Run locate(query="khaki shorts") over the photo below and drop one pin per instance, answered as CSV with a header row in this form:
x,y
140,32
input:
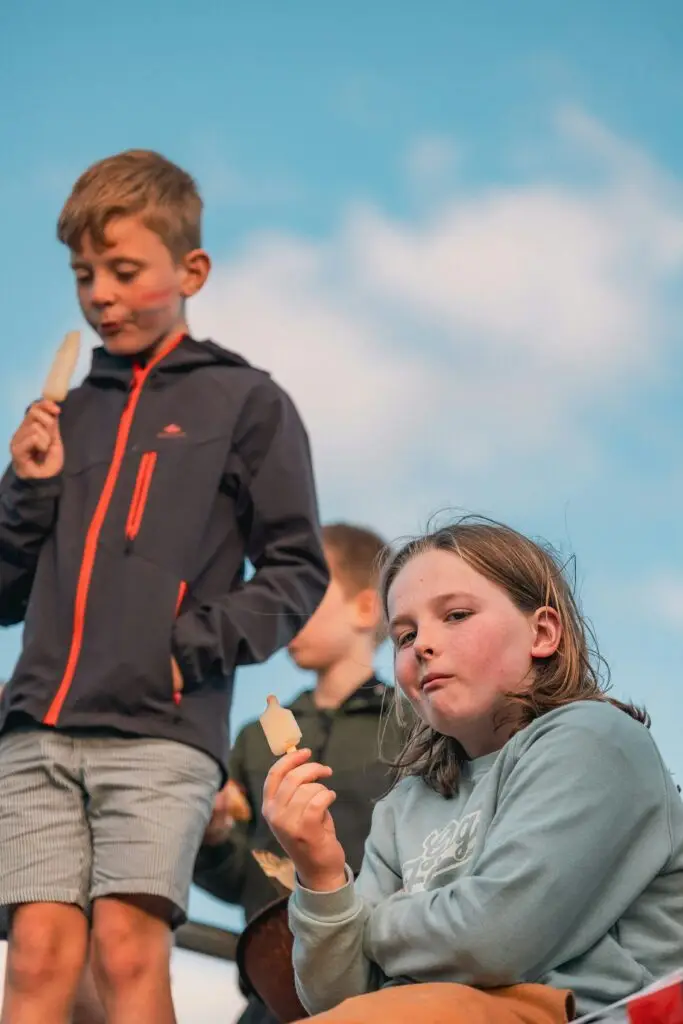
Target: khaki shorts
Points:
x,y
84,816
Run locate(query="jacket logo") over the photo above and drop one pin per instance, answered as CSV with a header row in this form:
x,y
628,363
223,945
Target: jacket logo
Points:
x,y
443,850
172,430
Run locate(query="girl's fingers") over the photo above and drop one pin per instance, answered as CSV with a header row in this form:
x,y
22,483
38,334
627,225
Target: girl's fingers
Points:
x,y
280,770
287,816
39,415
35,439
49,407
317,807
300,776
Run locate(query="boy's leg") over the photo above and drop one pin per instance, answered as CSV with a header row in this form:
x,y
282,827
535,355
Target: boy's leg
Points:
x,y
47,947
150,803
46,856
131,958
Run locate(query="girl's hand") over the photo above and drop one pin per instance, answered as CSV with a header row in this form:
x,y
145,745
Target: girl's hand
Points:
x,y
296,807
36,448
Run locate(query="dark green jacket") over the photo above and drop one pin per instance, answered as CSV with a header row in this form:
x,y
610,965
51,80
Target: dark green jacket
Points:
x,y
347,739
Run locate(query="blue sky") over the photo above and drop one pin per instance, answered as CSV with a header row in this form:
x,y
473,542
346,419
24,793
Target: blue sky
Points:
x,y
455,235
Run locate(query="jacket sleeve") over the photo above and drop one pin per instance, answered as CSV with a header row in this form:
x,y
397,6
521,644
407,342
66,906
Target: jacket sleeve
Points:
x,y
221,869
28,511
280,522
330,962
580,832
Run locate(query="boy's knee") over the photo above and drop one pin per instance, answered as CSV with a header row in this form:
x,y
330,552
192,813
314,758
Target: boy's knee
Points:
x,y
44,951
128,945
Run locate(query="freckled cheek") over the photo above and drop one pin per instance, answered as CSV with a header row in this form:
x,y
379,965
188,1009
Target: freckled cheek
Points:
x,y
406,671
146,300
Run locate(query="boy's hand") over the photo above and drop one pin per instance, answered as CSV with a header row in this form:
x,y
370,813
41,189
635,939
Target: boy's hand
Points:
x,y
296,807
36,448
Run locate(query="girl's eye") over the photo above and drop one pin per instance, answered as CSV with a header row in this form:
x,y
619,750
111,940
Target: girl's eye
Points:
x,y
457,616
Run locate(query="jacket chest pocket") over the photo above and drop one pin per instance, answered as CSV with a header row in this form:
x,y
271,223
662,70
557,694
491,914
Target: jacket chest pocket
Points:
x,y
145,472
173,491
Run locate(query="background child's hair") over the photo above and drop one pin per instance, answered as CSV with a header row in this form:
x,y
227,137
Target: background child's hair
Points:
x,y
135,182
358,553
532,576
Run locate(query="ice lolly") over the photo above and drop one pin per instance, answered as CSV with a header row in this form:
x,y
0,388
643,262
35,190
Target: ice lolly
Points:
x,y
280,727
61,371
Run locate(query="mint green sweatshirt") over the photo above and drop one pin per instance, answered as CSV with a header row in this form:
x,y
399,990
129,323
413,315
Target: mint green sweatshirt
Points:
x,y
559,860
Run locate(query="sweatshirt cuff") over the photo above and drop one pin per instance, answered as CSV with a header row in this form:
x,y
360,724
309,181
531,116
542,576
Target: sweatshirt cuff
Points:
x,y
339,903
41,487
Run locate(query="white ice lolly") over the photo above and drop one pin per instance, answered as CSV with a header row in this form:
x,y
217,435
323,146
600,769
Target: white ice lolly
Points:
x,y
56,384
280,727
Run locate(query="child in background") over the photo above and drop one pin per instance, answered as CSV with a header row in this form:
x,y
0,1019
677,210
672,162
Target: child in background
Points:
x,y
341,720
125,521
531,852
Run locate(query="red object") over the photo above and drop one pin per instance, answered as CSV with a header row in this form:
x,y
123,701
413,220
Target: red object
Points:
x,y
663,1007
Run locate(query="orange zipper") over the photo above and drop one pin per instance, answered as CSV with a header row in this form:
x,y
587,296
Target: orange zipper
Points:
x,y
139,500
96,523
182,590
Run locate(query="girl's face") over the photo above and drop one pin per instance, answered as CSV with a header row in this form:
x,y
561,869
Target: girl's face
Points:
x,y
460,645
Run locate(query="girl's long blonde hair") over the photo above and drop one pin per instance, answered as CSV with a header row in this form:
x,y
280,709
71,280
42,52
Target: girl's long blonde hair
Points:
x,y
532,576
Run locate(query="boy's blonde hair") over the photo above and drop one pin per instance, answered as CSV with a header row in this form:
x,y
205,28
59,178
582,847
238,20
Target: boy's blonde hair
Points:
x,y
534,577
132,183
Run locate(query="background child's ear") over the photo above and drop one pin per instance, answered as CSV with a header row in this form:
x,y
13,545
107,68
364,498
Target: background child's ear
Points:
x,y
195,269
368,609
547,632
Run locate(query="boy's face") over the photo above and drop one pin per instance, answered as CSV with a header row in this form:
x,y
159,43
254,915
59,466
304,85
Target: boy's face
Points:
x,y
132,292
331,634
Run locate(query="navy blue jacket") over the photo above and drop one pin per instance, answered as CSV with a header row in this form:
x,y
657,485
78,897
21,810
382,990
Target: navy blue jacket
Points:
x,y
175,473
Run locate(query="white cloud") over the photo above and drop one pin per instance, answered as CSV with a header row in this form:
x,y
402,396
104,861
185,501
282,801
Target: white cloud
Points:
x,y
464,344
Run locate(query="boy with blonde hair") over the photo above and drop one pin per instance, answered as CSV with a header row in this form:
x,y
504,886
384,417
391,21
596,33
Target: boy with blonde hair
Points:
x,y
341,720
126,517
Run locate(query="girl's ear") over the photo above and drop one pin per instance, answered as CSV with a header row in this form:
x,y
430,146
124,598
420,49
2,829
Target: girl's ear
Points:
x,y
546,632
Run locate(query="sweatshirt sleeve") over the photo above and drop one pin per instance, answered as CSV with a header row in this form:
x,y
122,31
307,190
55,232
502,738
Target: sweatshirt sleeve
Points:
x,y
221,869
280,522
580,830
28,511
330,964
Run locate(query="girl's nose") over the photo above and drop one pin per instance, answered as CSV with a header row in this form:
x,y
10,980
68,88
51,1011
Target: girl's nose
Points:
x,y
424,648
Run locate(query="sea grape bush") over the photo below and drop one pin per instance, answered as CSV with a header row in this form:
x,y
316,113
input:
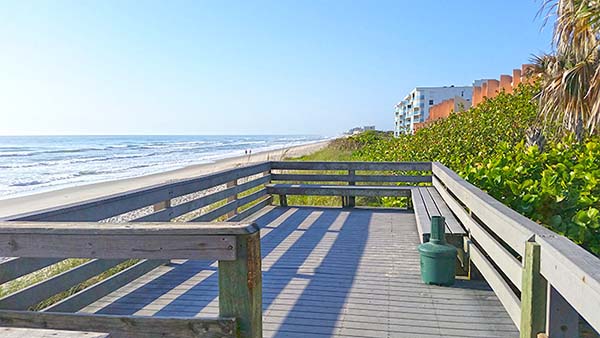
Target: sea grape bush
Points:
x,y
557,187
---+---
__Written exercise__:
Set down all the data again exactly as above, pictures excluded.

__The result__:
Run locate(query="khaki shorts") over the photo below and drop one pin per instance, answered as CSV with a header row in this form:
x,y
140,32
input:
Target: khaki shorts
Points:
x,y
84,816
Run locate(query="jacket logo") over the photo above and drop one pin per instance, answered as CSV with a header row in this form:
x,y
628,363
223,945
Target: jacket logo
Points:
x,y
443,850
172,430
Run locate(query="girl's fingers") over the photo above and drop one pin per instance, answered as CSV with a header row in this form:
x,y
22,483
38,334
627,225
Target: girl's fingers
Points:
x,y
280,770
287,816
39,415
35,439
49,407
317,807
300,776
Run locate(query="boy's leg") over the photo above and drop one pin per instance, answered as CSV with a header row in this form:
x,y
282,827
535,355
Target: boy's leg
Points:
x,y
47,947
150,803
46,856
131,958
Run locate(query="girl's hand") over the photo above and drop one pin per instance, answered as CSV with a header row in this form:
x,y
145,745
Target: girl's hand
Points:
x,y
296,807
36,448
Run locate(query="dark green jacket") over the photo above and drop one pin per instance, answered as CSV with a header row in this form:
x,y
610,965
51,80
Target: dark green jacket
Points:
x,y
347,739
Run locate(query="blue sky") over the photo above and drop one pin per instance, answered as CSV with a header row in this form:
x,y
473,542
346,419
24,793
Target: blue sky
Points:
x,y
455,235
Run locate(query="jacket sleeve") over the photo above and drop one pin per instance, answered as CSV with a header row in this form:
x,y
397,6
521,644
407,342
66,906
Target: jacket sleeve
Points:
x,y
221,869
28,511
280,522
330,962
580,832
Run locate(query="boy's knee") over the photo above and drop one pin per instance, answered as CSV with a header row in this form:
x,y
330,552
192,813
314,758
Target: boy's knee
Points:
x,y
44,951
128,945
Run locate(query="freckled cheek") over the photo above and drop one pin per instance, answered as CSV with a header row in this form:
x,y
379,965
188,1009
Target: freckled cheek
Points:
x,y
406,671
146,300
Run locate(query="boy's hand") over the photo above and drop one pin per instance, answered as CSV with a header row in this form:
x,y
370,813
41,189
635,939
Target: boy's hand
Points:
x,y
296,807
36,448
Run locate(query="girl's eye") over the photo above and drop one pin per instance, answered as CSV with a header row in this form:
x,y
619,750
111,940
Target: girl's eye
Points:
x,y
457,616
Run locate(query="jacket chest pocket") over the photo above and drop one pin per instance, answered as CSV with a header row in this form:
x,y
271,223
662,70
557,694
491,914
Target: jacket chest pocket
Points:
x,y
145,472
173,491
Run locate(query="background child's hair") over the photo above and drop one pin per instance, answered as CSV with a header row in this form:
x,y
227,137
Target: background child's hair
Points:
x,y
135,182
358,553
532,576
Run locate(query="ice lolly") over the photo above and drop one pin per instance, answered as CSV with a header row in this form:
x,y
0,388
643,262
35,190
Target: ice lolly
Points:
x,y
280,727
61,371
Run locate(query="mint green sweatshirt") over the photo above and drop one pin per instance, answered as CSV with a header row in this form:
x,y
399,990
129,323
413,315
Target: mint green sweatshirt
Points:
x,y
559,860
Run locate(query="sweatshirt cuff") over the photo above and drop one pin per instance, answered as CSV with a header row in this form:
x,y
360,724
309,181
531,116
542,576
Target: sweatshirt cuff
Points:
x,y
339,903
41,487
Run locate(query="white ice lolly") over the photo above and drop one pin per instance, answered as CSV with a header row in this form:
x,y
217,435
323,146
600,769
Target: white ice lolly
Points:
x,y
56,384
280,727
Run locate(query="child in background") over the photo above and drop one pin per instance, answered as CSV with a header row in this form:
x,y
0,1019
677,210
672,162
Target: child in background
Points:
x,y
341,720
125,521
531,852
Run locate(query="red object") over the photo above and drop one pin per instance, answered as CSV with a header row in this form:
x,y
123,701
413,220
Target: red object
Points:
x,y
663,1007
Run locate(query="orange zipper") over the photo above and drop one pin per instance, answered as CSV with a header row in this form:
x,y
587,296
Target: orange zipper
Points:
x,y
139,500
96,523
182,590
Run locate(query="girl's face") over the photo above and drop one pin per instance, answered as CSV with a header row in this form:
x,y
561,869
Target: girl's face
Points:
x,y
460,645
Run locate(query="girl's long blonde hair") over the photo above and drop one pin per instance, answered as CSV with a header row in this form:
x,y
280,709
71,280
42,52
Target: girl's long blonde hair
Points:
x,y
532,576
Run locate(query="boy's blonde hair") over the photo above and drop one pin per instance, answered as CSV with a header row in this form:
x,y
205,28
59,178
582,847
238,20
Target: boy's blonde hair
Points:
x,y
534,577
132,183
Run locate(query="background child's ear") over the photo above and drop one pin per instance, answered as CSV with a header row in this form:
x,y
13,545
107,68
364,498
Target: background child's ear
Points:
x,y
195,269
368,609
547,632
Run locate(query="boy's face") over the photo above and drop one pin per instance, answered as CSV with a header row in this form:
x,y
159,43
254,915
59,466
304,85
Target: boy's face
Points:
x,y
132,292
331,634
Run locate(query="navy blue jacket") over the photo above and drop one pin per instance, answered as CSV with a header row in this form:
x,y
657,485
78,897
21,810
382,990
Target: navy blue jacket
Points:
x,y
175,473
Run locate(query="white cloud") over the photo above and drop one pin per instance, answered as CSV with a header row in this form:
x,y
402,396
104,861
185,501
282,801
Target: white cloud
Points:
x,y
464,344
Run locate(query="boy with blonde hair") over the photo above and drop one pin per instance, answered as CSV with a header row in this form:
x,y
504,886
384,417
391,21
596,33
Target: boy with blonde hair
Points:
x,y
341,720
126,517
Run locate(query="girl's ear") over the photo above and drop one pin per instance, answered as CSV with a header row in this form:
x,y
430,146
124,598
420,49
2,829
Target: girl's ear
Points:
x,y
546,632
Run locate(query="sweatshirt sleeve") over the photo above and drop one pin per instance, answered as CSV with a header row in this form:
x,y
122,31
307,190
55,232
502,738
Target: sweatshirt sleeve
Points:
x,y
221,869
280,522
580,830
28,511
330,964
Run locate(query="girl's nose") over the photo above and drop one pin per instance, answered as CSV with a header row in this form:
x,y
10,980
68,88
51,1011
Target: girl's nose
Points:
x,y
424,648
Run locate(query="sea grape bush") over the photo below and drop one pin per instance, answered as CSV with a header row in this form:
x,y
316,113
input:
Target: sea grape bush
Points:
x,y
557,187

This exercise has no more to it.